**Data provided**
----------
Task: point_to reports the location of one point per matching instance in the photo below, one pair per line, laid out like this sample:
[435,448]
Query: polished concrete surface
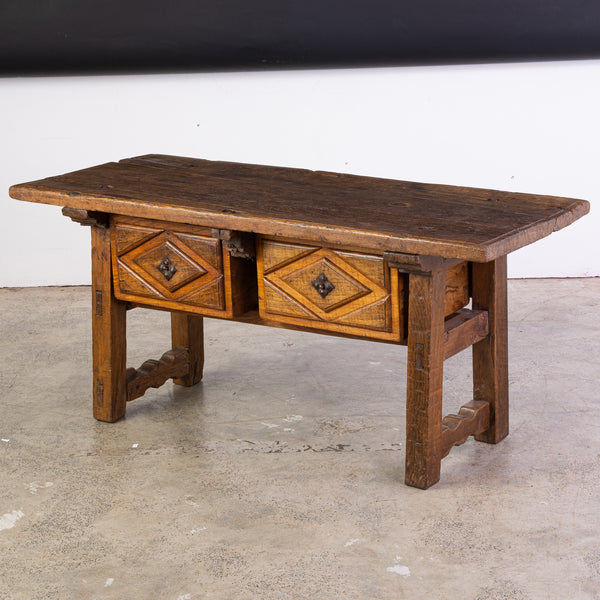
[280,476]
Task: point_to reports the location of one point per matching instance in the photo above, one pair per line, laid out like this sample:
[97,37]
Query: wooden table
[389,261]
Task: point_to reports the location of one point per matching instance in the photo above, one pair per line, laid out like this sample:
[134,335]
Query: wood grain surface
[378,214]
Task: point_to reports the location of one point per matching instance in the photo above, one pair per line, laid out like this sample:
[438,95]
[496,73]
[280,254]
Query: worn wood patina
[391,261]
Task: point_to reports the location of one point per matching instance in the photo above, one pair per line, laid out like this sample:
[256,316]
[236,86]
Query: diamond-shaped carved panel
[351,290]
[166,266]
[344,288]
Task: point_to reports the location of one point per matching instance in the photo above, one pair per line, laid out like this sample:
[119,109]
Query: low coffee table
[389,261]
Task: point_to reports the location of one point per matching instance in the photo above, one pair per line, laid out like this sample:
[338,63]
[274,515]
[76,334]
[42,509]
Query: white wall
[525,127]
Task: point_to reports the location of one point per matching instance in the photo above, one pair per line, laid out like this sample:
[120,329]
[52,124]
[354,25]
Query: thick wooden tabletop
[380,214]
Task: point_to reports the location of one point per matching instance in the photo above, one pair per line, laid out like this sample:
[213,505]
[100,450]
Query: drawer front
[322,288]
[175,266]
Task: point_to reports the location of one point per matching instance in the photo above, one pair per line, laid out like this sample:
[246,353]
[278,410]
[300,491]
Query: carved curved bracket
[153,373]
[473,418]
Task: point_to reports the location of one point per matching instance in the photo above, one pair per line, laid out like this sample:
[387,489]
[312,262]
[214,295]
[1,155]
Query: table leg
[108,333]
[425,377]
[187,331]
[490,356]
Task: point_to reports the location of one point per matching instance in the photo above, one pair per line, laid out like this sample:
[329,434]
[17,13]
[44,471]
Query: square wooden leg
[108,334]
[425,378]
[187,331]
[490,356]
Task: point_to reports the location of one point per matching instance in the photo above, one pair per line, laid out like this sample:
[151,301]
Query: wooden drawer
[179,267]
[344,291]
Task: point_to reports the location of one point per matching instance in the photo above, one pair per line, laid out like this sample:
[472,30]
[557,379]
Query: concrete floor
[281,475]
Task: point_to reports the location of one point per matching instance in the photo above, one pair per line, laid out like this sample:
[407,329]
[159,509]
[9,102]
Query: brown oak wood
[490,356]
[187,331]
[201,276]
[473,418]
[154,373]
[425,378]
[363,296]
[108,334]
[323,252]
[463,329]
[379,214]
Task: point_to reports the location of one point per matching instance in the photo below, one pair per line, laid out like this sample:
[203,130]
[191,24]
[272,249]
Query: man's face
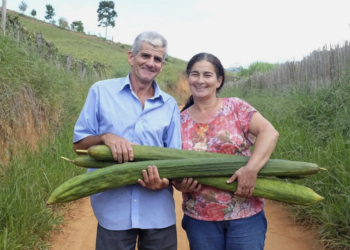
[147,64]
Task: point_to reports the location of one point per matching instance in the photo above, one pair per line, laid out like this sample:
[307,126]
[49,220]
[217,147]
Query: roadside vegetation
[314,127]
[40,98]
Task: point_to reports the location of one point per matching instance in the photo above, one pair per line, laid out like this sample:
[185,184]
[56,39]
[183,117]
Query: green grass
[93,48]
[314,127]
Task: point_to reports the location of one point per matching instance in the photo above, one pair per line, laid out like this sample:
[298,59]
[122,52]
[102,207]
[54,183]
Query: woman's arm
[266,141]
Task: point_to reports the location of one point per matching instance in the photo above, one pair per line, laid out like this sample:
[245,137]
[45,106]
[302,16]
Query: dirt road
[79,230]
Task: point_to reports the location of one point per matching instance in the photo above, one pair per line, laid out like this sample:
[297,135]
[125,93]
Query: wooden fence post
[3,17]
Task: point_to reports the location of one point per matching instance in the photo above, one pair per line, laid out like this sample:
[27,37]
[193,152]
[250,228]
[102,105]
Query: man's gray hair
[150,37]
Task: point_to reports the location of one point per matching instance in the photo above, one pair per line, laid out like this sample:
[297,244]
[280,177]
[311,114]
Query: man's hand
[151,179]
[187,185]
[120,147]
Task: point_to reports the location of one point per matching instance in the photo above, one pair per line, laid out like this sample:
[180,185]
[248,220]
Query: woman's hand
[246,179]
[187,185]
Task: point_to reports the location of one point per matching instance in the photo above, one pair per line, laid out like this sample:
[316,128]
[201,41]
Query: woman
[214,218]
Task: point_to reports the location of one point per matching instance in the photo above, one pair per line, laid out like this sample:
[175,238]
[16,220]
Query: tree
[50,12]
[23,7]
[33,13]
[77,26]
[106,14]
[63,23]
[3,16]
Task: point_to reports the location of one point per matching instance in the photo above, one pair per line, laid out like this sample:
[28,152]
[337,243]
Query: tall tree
----------
**Your instructions**
Without the pictures, reproduce every line of the records above exactly.

**Correct answer**
Task: point_to reports the location of one point per matching instance in the photo below, one pair per line, laid out like this sample:
[435,448]
Query: polished concrete surface
[280,476]
Task: point_to reports the location of one point per matching instance in the photo above, one pair per line, laid out like this sample:
[97,37]
Query: wooden table
[389,261]
Task: point_to reports the location of one point per matching instance in the photo above, one pair per line, laid out like this sample:
[134,335]
Query: wood grain surface
[378,214]
Task: point_to reports the location of one point per matching instance in the photo above, one pair per line, laid out like this sample:
[438,95]
[496,73]
[280,254]
Query: worn wood patina
[391,261]
Task: point_to reports the location of one point per matching instance in the photo above, one pair per line, laid out like this sample:
[256,316]
[236,86]
Query: diamond-shaped carved panel
[351,290]
[166,266]
[344,288]
Task: point_to reports the location of one point per matching instance in the photo above, one pair per line, laid out like this sample:
[119,109]
Query: low coffee table
[389,261]
Task: point_to reports the location of one point per matching instance in the photo above, one pair per line, laid out like this sample:
[338,63]
[274,515]
[76,334]
[42,509]
Query: white wall
[525,127]
Task: point_to reports the location of one point per matching instance in the photo above, one pair per line, laid out like this sample:
[120,329]
[52,124]
[354,25]
Query: thick wooden tabletop
[380,214]
Task: point_to reports the location of one point per matching instance in the photo above, one pair per line, laid out like this sample:
[213,505]
[100,450]
Query: drawer front
[322,288]
[175,266]
Task: point_to reports the location of one point per matching instance in the photo above, one pair per line, laid out like this sample:
[246,353]
[278,410]
[300,491]
Query: carved curved bracket
[153,373]
[473,418]
Task: point_to reports the location of one point per matching instance in the photo above, one pair per line, laid out like this sample:
[387,489]
[312,262]
[214,295]
[1,155]
Query: table leg
[108,333]
[425,377]
[187,331]
[490,356]
Task: point_to reports the location of one point per matching instance in the photo above, one pair per line, laid out like this sample:
[329,434]
[17,13]
[44,471]
Query: square wooden leg
[108,334]
[425,378]
[187,331]
[490,356]
Task: point_to reports the location of one point per matching instance in the photo above, one pair per line, laid out like this sample:
[151,301]
Query: wooden drawer
[179,267]
[344,291]
Task: point_to reports the location of one point per matching instance in the photo above, one pair per line, laid out like this sample:
[472,30]
[557,379]
Query: concrete floor
[281,475]
Task: point_to reports the location of one point per matching instance in the photo above, one pair per line, laid out like this sample:
[407,329]
[159,509]
[9,102]
Query: brown oak wood
[490,356]
[187,331]
[201,276]
[473,418]
[154,373]
[425,378]
[363,296]
[108,334]
[323,252]
[463,329]
[379,214]
Task: point_to reports the location of one point per matching instance in the photo below, one pair per line, laid out like this sample:
[203,130]
[191,24]
[272,249]
Query: man's face
[147,64]
Task: point_to reports the location of one point per matching instance in the photo above, one pair per line, laid out like this sample:
[307,126]
[49,220]
[217,147]
Query: roadside vegetation
[314,127]
[40,98]
Task: point_to reports the location of one point per matching instance in the photo above, one pair per line, laid out like this sample:
[185,184]
[56,39]
[183,117]
Query: green grass
[93,48]
[314,127]
Task: point_to reports the location of one point per matching instance in the photo above, one pair per line, laid out like this sample:
[298,59]
[122,52]
[102,207]
[54,183]
Query: woman's arm
[266,141]
Task: point_to reports the location of one point per matching instance in the photo above, one pair per line, laid out like this sample:
[245,137]
[45,106]
[302,16]
Query: dirt road
[79,230]
Task: point_to reports the location of one point per matching instance in the photo above, one pair per line, laid out like this sample:
[297,135]
[125,93]
Query: wooden fence post
[3,17]
Task: point_to reports the location of one point per matching instance in the photo above, one pair per line, laid out like this sample:
[27,37]
[193,152]
[250,228]
[102,105]
Query: man's gray hair
[150,37]
Task: point_to reports the location of one point per matching instance in the photo above, one pair per line, laid out like this sample:
[297,244]
[280,177]
[311,114]
Query: man's hand
[151,179]
[187,185]
[120,147]
Task: point_to reports the location of one point per matching instance in the photo above, one pair per line, laid out like this sample:
[180,185]
[248,220]
Query: woman's hand
[246,179]
[187,185]
Task: point_to reports the location of one point per matching instance in the photo above, one pair per line, laid out like this sample:
[316,128]
[201,41]
Query: woman
[214,218]
Task: point_to reports the location of one point per matching instance in the photo above, one pair per line, laid out like this sample:
[175,238]
[16,220]
Query: tree
[50,12]
[23,7]
[33,13]
[77,26]
[106,14]
[63,23]
[3,16]
Task: point_to reports the location of one point per matching instance in the photo above, one pair per line, laid out like this sample:
[28,152]
[337,243]
Query: tall tree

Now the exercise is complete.